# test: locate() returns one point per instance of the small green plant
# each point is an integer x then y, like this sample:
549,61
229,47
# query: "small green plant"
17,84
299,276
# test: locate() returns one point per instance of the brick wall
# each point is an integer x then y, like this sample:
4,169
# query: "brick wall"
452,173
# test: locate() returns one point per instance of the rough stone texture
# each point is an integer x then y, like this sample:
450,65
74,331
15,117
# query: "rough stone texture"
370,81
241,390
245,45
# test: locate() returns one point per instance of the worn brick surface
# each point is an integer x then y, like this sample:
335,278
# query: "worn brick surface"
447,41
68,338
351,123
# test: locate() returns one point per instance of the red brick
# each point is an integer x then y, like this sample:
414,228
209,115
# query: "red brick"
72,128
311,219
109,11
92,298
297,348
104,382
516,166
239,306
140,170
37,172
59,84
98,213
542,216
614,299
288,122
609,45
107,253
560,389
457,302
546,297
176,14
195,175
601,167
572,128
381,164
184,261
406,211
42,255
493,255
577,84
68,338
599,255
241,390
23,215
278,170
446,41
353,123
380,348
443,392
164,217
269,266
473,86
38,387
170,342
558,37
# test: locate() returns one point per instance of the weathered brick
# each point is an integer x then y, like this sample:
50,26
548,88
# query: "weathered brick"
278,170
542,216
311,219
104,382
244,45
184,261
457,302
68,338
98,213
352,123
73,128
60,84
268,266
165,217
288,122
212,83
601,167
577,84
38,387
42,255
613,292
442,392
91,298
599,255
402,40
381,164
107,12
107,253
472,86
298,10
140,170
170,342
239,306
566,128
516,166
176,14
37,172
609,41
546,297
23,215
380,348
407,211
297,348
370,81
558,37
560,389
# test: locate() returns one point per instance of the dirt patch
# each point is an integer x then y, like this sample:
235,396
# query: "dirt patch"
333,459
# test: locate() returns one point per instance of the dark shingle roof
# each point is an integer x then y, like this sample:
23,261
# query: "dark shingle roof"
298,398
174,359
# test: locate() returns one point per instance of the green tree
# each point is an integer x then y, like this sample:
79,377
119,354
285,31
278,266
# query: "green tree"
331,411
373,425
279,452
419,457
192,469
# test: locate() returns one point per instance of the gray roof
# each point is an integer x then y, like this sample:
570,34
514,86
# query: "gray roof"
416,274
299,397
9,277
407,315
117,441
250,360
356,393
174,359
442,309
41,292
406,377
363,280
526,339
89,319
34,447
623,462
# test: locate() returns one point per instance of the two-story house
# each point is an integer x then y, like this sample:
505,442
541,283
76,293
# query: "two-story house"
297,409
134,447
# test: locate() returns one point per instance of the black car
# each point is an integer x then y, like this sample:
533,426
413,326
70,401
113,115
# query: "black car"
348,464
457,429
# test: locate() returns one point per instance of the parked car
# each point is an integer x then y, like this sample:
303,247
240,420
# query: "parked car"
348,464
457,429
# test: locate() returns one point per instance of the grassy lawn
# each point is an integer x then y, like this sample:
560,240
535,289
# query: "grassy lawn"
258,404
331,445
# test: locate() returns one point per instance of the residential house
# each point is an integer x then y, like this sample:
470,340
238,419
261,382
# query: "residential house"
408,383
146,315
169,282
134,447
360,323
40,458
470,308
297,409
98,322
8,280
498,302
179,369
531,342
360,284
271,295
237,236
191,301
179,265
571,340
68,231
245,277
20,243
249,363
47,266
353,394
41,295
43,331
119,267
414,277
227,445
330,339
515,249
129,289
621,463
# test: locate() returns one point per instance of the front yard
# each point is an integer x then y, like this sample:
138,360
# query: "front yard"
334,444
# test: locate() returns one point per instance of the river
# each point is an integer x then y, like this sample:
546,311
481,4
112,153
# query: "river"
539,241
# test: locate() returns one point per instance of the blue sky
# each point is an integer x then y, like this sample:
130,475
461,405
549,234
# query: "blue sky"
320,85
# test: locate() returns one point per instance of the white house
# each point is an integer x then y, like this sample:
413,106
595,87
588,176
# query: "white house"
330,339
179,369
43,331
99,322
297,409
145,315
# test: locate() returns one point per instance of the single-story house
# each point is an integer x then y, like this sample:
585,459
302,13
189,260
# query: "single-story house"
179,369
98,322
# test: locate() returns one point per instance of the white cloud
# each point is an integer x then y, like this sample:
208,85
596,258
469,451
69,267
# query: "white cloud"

# # # # # # #

■ Consigne écrite:
Recopiez à l'identique, ligne par ligne, l'ensemble des enregistrements ci-dessus.

■ Résultat attendu:
# test: locate() returns one point per instance of the small green plant
# each point is an integer x then y, like this sample:
549,61
229,47
# query: "small green plant"
17,84
299,276
# test: locate() returns one point per instance of the brick wall
# each point is an integer x then y, like this sample:
4,169
# query: "brick wall"
452,173
# test: locate() returns one point per instance of the rough stone texture
# each point is an integer x then y, like this sample:
450,65
74,331
15,117
# query: "rough stone texture"
370,81
241,390
245,45
# test: locate() returns one point per instance of the worn brick surface
# each point is an integer x then y, like this sample:
335,278
# query: "worn brick surface"
447,41
68,338
351,123
# test: locate() returns one point per instance of the red brick
# each point is an integer x then y, like this sample:
414,228
209,115
# query: "red brick"
72,128
311,219
109,11
92,298
297,348
104,382
516,166
239,306
140,170
37,172
59,84
98,213
542,216
614,299
288,122
609,45
107,253
560,389
457,302
546,297
176,14
195,175
601,167
572,128
381,164
184,261
406,211
42,255
493,255
577,84
68,338
599,255
241,390
23,215
278,170
446,41
353,123
380,348
443,392
164,217
269,266
473,86
38,387
170,342
558,37
# test: locate() returns one point per instance of the weathered brick
# each point is an integer x then y, like this sample:
50,26
548,88
# query: "weathered brick"
278,170
542,216
311,219
104,382
244,45
184,261
457,302
68,338
98,213
352,123
73,128
60,84
268,266
165,217
288,122
212,83
601,167
577,84
38,387
42,255
613,292
442,392
91,298
599,255
402,40
381,164
107,12
107,253
472,86
298,10
140,170
170,342
239,306
566,128
516,166
176,14
37,172
609,41
546,297
23,215
380,348
407,211
297,348
370,81
558,37
560,389
# test: locate() returns one point per instance of the dirt patch
# each point is an integer x then y, like this sample:
235,396
# query: "dirt patch"
333,459
# test: locate() returns one point per instance of the dark shingle roof
# each point is an integer x then y, like this sample:
23,261
# query: "dark shingle roof"
298,398
174,359
# test: locate() returns one point per instance of the green tree
# each point is an integer x then y, like this sample:
79,377
119,354
285,31
278,266
# query: "green tree"
331,411
373,425
279,452
419,457
192,469
# test: locate() returns one point per instance of the gray roof
# each point is an integer x then y, like this sample:
570,34
514,86
# query: "gray roof"
416,274
299,397
9,277
407,315
117,441
250,360
356,393
174,359
442,309
41,292
406,377
363,280
526,339
89,319
34,447
623,462
# test: locate() returns one point per instance of the two-story house
# each point is an integer x then y, like this sample:
505,442
541,283
76,293
# query: "two-story house"
297,409
134,447
# test: locate() returns one point per instance of the black car
# each point is an integer x then y, like this sample:
533,426
413,326
70,401
113,115
# query: "black car"
348,464
457,429
# test: locate() returns one point per instance of the parked car
# each point is an integer x then y, like this sample:
303,247
240,420
# query: "parked car"
348,464
457,429
# test: locate() returns one point per instance of the grassy lawn
# each point is an integer x then y, like this sample:
560,240
535,289
# query: "grassy lawn"
258,404
331,445
# test: locate() returns one point per instance of the residential house
# each point is an integer x then y, like this sample:
470,340
238,419
261,382
# query: "residential house"
408,383
146,315
169,282
134,447
360,323
40,458
470,308
297,409
98,322
8,280
498,302
179,369
531,342
360,284
271,295
237,236
191,301
179,265
571,340
68,231
245,277
20,243
249,363
47,266
353,394
41,295
43,331
119,267
414,277
227,445
330,339
515,249
129,289
621,463
# test: locate() returns one point per instance of the front yard
# each point is an integer x then y, like this sample:
138,360
# query: "front yard"
334,444
# test: locate() returns one point per instance of the river
# each point is an integer x then y, like this sample:
546,311
481,4
112,153
# query: "river"
539,241
# test: locate() returns one point per instance of the blue sky
# each point is an integer x then y, like this sample:
130,475
461,405
549,234
# query: "blue sky"
320,85
# test: locate() returns one point per instance of the white house
# each point is an integer x then y, like this sample:
413,106
595,87
588,176
# query: "white house"
330,339
179,369
43,331
99,322
297,409
145,315
# test: locate() returns one point per instance of the single-story house
# each point is an integer x then y, like this sample:
585,459
302,13
189,260
# query: "single-story house"
179,369
98,322
# test: locate() returns one point per instance of the white cloud
# each point is an integer x then y, like this sample:
208,85
596,258
469,451
69,267
# query: "white cloud"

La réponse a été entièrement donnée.